[Pointing and labeling entries]
>> start

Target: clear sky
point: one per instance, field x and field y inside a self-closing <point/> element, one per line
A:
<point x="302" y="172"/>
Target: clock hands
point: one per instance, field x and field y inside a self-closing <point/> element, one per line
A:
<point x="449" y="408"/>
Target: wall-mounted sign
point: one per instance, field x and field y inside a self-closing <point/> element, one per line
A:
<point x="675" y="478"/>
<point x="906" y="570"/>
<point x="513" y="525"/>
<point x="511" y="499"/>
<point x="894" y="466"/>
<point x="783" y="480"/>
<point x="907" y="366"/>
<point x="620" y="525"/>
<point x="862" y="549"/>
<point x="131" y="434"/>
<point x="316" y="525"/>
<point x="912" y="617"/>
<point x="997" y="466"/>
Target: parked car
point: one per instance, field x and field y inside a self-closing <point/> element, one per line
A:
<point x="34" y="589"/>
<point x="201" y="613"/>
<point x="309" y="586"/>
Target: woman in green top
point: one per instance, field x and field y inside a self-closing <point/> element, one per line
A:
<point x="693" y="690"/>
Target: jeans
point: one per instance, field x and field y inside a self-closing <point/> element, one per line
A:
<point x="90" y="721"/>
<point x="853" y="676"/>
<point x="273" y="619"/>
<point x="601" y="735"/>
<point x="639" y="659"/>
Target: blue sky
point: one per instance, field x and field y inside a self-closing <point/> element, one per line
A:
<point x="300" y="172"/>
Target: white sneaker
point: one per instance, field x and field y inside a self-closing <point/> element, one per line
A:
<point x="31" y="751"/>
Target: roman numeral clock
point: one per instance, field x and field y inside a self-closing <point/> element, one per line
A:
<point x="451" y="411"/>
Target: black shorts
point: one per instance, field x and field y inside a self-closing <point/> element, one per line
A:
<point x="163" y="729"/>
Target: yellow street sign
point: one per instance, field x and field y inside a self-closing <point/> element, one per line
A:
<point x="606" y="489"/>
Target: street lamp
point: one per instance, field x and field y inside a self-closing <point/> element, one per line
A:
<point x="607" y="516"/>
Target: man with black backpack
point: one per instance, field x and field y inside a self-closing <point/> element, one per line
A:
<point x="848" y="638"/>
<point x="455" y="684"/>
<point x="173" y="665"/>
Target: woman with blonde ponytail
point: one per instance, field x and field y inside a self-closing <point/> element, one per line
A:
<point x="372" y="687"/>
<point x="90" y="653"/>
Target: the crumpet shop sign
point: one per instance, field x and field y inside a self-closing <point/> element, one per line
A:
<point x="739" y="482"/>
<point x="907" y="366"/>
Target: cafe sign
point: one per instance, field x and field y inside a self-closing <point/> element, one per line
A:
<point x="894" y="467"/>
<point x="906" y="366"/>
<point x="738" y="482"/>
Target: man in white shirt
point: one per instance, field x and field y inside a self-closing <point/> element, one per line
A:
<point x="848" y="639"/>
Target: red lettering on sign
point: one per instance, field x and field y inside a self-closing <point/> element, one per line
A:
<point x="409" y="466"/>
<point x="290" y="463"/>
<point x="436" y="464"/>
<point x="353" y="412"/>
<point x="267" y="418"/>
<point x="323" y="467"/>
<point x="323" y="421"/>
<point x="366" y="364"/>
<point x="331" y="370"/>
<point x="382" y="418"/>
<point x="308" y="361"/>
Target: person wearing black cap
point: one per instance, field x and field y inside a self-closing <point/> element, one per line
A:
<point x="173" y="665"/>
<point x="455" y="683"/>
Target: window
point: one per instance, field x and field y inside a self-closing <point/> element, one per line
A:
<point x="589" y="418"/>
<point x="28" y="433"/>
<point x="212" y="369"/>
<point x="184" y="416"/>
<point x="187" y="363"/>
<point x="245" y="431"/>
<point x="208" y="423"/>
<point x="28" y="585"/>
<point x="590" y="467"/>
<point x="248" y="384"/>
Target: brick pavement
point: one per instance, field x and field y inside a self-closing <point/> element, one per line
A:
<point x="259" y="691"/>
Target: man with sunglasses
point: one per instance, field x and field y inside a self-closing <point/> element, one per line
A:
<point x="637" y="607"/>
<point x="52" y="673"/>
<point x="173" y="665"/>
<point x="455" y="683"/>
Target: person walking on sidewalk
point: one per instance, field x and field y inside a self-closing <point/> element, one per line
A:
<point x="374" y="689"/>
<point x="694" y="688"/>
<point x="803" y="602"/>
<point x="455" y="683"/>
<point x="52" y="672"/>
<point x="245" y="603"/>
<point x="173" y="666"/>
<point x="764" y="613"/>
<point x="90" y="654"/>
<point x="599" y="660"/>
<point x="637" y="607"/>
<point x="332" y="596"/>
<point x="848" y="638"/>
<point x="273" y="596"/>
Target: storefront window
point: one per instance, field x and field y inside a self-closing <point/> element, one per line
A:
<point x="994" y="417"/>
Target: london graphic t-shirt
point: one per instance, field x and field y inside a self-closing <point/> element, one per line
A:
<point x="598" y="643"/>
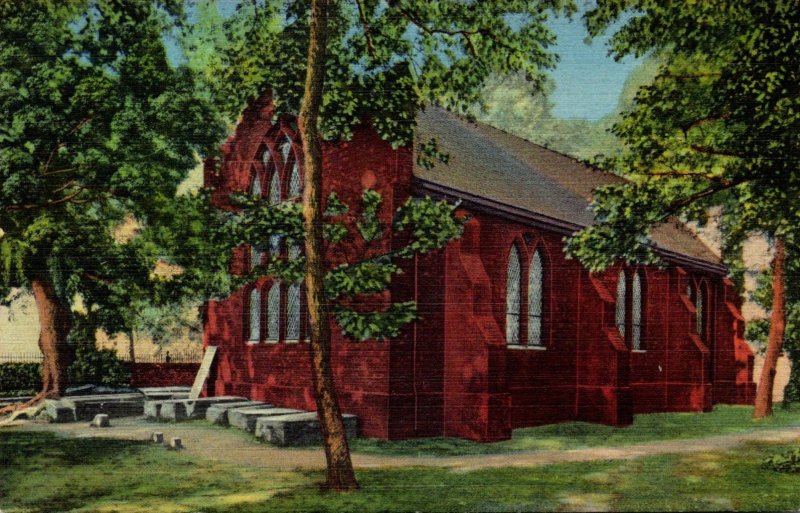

>> end

_Work instructions_: Rewrite the stretch from the line containing "Target: storefront window" through the end of the rows, putting "each on its own line" wherever "one per line" appears and changing nothing else. Leave the pictures out of your answer.

_Answer to the exercise_:
Target: storefront window
point: one per instance, field x and field y inside a self-closing <point/> element, each on its own line
A:
<point x="994" y="417"/>
Target: london graphic t-shirt
point: one per instance, field x and field y inside a self-closing <point/> element, each on its own line
A:
<point x="598" y="643"/>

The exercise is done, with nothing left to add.